**** Listed records

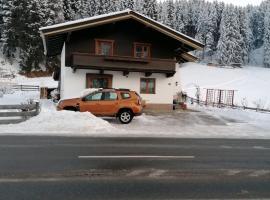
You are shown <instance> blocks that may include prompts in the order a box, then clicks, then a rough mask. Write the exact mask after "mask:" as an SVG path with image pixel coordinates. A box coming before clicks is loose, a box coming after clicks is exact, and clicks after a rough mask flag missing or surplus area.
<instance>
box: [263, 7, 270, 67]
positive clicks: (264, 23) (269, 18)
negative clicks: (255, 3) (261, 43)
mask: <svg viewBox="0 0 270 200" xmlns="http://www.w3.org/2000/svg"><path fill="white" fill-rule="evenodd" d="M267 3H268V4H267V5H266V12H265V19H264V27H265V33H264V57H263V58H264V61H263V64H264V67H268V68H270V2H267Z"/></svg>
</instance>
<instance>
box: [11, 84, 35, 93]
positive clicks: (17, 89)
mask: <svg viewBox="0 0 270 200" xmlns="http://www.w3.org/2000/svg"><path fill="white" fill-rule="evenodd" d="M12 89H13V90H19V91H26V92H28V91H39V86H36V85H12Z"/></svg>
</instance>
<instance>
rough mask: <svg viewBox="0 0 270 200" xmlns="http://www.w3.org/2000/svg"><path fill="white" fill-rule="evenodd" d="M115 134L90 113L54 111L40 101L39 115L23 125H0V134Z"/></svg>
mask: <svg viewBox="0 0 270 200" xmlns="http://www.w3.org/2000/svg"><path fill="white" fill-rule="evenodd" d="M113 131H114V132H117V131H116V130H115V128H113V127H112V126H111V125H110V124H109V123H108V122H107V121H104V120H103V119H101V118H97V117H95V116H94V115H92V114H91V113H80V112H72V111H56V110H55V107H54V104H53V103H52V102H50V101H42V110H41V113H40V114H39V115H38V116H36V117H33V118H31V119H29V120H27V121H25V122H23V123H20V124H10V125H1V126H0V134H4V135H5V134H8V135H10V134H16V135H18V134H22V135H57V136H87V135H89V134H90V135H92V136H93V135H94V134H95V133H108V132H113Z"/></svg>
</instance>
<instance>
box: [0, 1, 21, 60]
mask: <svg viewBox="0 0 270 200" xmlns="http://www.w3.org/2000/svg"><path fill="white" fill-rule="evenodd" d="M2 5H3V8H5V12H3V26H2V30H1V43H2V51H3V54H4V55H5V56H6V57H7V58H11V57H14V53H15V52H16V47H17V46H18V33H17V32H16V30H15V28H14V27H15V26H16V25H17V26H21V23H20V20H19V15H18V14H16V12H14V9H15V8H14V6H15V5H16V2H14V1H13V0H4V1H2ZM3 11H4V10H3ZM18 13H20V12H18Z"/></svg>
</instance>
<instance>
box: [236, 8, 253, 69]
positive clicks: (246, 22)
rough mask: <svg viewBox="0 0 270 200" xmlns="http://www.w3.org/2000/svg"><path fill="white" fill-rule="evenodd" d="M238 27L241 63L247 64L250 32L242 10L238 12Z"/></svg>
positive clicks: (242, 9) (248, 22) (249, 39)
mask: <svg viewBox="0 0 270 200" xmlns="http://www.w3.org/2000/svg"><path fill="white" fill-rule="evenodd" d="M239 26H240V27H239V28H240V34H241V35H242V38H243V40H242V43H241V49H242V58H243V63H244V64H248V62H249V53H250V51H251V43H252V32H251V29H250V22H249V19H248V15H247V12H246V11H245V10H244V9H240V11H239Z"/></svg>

********
**** Listed records

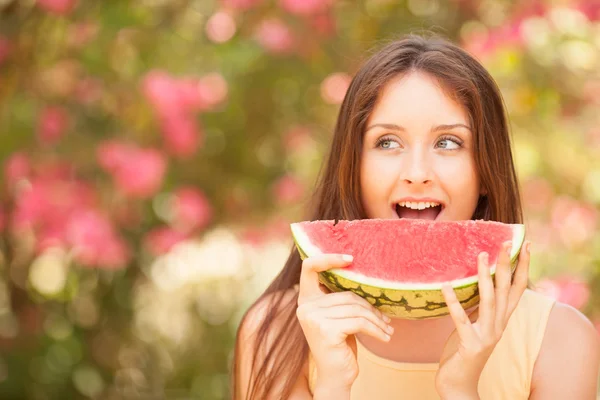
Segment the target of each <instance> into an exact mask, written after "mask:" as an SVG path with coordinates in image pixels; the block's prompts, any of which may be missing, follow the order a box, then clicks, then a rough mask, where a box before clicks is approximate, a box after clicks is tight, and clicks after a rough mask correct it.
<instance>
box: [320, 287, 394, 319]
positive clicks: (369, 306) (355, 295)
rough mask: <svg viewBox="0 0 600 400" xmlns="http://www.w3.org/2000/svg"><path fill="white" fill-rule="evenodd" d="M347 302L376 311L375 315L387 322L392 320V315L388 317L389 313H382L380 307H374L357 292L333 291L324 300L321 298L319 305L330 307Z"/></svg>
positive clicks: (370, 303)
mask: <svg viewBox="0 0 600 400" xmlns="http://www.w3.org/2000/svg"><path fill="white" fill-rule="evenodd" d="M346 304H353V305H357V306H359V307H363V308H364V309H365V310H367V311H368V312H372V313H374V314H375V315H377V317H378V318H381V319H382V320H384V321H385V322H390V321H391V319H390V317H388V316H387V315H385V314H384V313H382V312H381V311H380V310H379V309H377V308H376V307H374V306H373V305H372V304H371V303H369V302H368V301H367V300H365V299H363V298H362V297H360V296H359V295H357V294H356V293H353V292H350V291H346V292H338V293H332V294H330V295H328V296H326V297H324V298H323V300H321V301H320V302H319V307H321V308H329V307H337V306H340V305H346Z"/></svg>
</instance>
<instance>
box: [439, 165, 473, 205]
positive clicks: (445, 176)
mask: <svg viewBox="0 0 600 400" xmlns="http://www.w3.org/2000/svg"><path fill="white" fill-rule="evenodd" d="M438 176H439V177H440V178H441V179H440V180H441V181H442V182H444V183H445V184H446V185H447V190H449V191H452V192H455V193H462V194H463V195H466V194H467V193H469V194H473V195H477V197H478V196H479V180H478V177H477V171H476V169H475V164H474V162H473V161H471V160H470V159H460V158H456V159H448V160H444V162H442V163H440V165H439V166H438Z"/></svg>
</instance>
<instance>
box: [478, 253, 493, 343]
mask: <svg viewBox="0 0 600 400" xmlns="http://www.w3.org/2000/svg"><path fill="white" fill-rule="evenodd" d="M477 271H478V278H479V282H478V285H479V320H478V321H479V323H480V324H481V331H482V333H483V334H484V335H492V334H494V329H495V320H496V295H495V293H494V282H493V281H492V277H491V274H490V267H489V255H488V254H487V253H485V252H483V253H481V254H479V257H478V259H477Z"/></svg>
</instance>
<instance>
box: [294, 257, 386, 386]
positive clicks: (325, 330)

********

Requirement:
Pull out every line in the data above that has the word "coordinates".

Written solution:
You are shown <instance> blocks that may include prompts in the order a box, then clicks, then a rough mask. Write the exact mask after "mask:" as an SVG path with image pixel coordinates. A box coming before clicks is loose, a box coming after clicks is exact, and clicks after a rough mask flag missing or surplus area.
Segment the target of each <instance> into an exact mask, written after "mask:" as an SVG path with coordinates in image pixels; the block's prompts, any of which may be missing, follow the order a box, then clicks, then a rough mask, where a box before clicks is approximate, a box after clicks is tight, and clicks after a rough mask correct it.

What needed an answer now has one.